» **Exercise inputs**:
☆ ☆ ☆ ☆ ☆

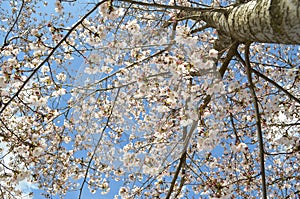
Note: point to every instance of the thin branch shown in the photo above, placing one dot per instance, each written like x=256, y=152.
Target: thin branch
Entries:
x=258, y=120
x=181, y=163
x=5, y=43
x=291, y=96
x=97, y=145
x=50, y=54
x=174, y=7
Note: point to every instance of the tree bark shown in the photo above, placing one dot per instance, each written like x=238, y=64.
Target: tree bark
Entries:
x=265, y=21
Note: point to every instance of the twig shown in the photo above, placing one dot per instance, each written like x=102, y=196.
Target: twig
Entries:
x=258, y=120
x=50, y=54
x=97, y=145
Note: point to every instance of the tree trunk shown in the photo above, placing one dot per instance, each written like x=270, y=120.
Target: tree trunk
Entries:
x=266, y=21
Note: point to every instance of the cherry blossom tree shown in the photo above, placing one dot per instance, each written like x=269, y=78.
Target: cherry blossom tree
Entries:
x=174, y=99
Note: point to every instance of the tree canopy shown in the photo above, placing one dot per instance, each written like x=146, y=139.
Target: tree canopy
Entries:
x=172, y=99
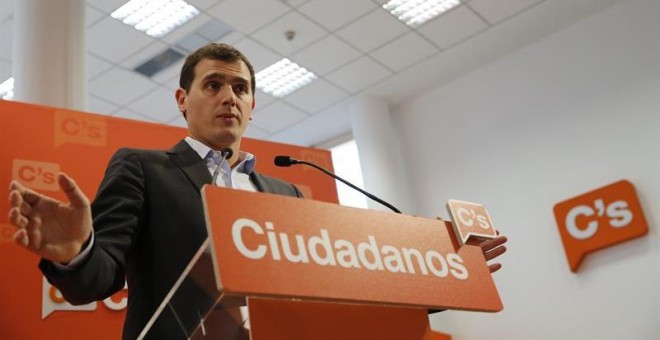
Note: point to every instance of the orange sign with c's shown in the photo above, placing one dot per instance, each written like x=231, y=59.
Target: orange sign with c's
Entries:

☆ ☆ ☆ ☆ ☆

» **Challenge**: Set out every line of the items above as a numbered list, skipping blank lines and omitting the pictures.

» **Completed exercise**:
1. Note: point to every instance of the thin branch shown in the photo above, placing one dot per instance, each written like x=256, y=152.
2. Target: thin branch
3. Entries:
4. x=258, y=120
5. x=181, y=163
6. x=5, y=43
7. x=291, y=96
8. x=97, y=145
9. x=50, y=54
10. x=174, y=7
11. Note: point to every instance of the tree bark shown in the photo above, placing one dot per instance, each written like x=238, y=64.
12. Target: tree bark
13. Entries:
14. x=265, y=21
15. Note: point to every instance of the twig shown in the photo above, placing one dot per instance, each written like x=102, y=196.
16. Target: twig
17. Entries:
18. x=258, y=120
19. x=50, y=54
20. x=97, y=145
21. Note: point to every instance of the tree trunk shown in the photo above, placing one dot per instance, each written like x=270, y=120.
22. Target: tree trunk
23. Entries:
24. x=266, y=21
25. Note: point to every instance of the cherry blossom tree shown in the photo above, placing one dot per instance, each written like x=269, y=78.
26. Target: cherry blossom tree
27. Entries:
28. x=174, y=99
29. Note: point to every instance of the tree canopy shown in the photo above, placing one dot per instance, each written like x=146, y=139.
30. Target: tree canopy
31. Entries:
32. x=172, y=99
33. Note: point to every instance of the orange sign with c's shown in the photo above, placing one dot per instance, each written like x=231, y=59.
34. Target: orange sign with c's
35. Entries:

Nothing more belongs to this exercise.